* Document source:

- - -

La journée du lendemain fut consacrée à tous les préparatifs qu’exigeait le départ de Shaw. Une forte litière fut construite ; quatre hommes vigoureux furent loués à Kigandou pour porter le malade. Je fis faire du pain, remplir de thé un grand bidon, et rôtir une gigue de chevreau pour qu’il eût à manger pendant la route.

Dans la soirée — nous la passâmes ensemble, — il prit un accordéon que je lui avais donné à Zanzibar, et joua différents airs. Un pitoyable instrument que cet accordéon d’une dizaine de dollars ; cependant, les chants simples et familiers qui s’en exhalèrent ce soir-là me firent l’effet de mélodies célestes ; et quand, pour finir, mon pauvre camarade joua l’air de : Home, Sweet home ! (Pays natal, doux pays !) il n’avait pas achevé, que nos cœurs émus s’élançaient l’un vers l’autre.

Le 27 nous étions tous levés de bonne heure. Il y avait dans nos mouvements une force inaccoutumée. Nous avions en perspective une marche très-longue ; mais nous laissions derrière nous les malades, les souffreteux ; Mabrak Sélim restait confié aux soins d’un docteur indigène, qui s’engageait à le traiter en échange de quelques mètres d’étoffe, payés d’avance. Je ne prenais avec moi que les hommes sains et robustes, ceux qui pouvaient marcher vite et longtemps.

- - -

* Données à utiliser:
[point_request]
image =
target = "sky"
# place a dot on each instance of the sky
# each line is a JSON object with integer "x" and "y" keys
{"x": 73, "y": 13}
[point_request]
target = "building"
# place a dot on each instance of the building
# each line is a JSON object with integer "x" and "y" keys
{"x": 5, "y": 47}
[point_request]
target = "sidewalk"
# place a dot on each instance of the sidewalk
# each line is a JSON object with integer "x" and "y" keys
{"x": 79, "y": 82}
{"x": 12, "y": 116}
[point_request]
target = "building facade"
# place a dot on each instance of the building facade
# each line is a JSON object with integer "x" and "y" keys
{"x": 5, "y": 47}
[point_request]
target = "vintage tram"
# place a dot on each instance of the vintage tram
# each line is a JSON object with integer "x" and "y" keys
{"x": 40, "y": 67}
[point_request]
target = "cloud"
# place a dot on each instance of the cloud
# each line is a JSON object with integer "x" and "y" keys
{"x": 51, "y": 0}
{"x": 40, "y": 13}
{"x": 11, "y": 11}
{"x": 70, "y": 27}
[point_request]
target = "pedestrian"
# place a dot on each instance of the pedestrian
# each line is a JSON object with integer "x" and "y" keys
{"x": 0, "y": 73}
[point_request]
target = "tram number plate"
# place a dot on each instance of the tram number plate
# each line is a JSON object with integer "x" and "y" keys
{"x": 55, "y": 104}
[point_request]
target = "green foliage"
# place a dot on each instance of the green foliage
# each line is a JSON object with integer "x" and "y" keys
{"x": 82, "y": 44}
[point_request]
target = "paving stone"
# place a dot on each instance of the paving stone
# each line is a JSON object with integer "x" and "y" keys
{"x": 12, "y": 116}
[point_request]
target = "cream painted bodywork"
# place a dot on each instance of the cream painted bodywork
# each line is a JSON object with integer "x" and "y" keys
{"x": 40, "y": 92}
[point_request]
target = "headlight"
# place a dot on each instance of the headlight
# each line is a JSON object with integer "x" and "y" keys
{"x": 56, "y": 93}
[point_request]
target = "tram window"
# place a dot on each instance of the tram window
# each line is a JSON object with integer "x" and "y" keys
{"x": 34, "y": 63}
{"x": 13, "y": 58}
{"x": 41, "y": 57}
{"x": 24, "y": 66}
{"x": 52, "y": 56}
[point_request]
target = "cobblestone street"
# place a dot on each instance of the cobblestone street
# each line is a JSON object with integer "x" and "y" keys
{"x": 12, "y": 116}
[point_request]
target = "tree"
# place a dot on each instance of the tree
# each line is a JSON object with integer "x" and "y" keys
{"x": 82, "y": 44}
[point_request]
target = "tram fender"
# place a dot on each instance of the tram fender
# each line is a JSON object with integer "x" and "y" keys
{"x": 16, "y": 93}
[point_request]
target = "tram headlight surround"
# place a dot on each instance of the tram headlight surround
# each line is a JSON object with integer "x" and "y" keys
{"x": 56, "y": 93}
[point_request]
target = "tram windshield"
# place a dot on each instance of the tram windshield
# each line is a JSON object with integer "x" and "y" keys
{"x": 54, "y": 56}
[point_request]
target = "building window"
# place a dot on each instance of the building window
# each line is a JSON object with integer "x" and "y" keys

- - -

* Consignes:
1. Transcrivez à l'identique le passage du document source commençant par « La journée du » et allant jusqu'à « pendant la route. ».
2. Combien de lignes des entrées contiennent la chaîne « vintage » ? Répondez par le seul nombre.
Le document source et les entrées n'ont aucun rapport entre eux.

* Résultats attendus:
1.
La journée du lendemain fut consacrée à tous les préparatifs qu’exigeait le départ de Shaw. Une forte litière fut construite ; quatre hommes vigoureux furent loués à Kigandou pour porter le malade. Je fis faire du pain, remplir de thé un grand bidon, et rôtir une gigue de chevreau pour qu’il eût à manger pendant la route.

2. 2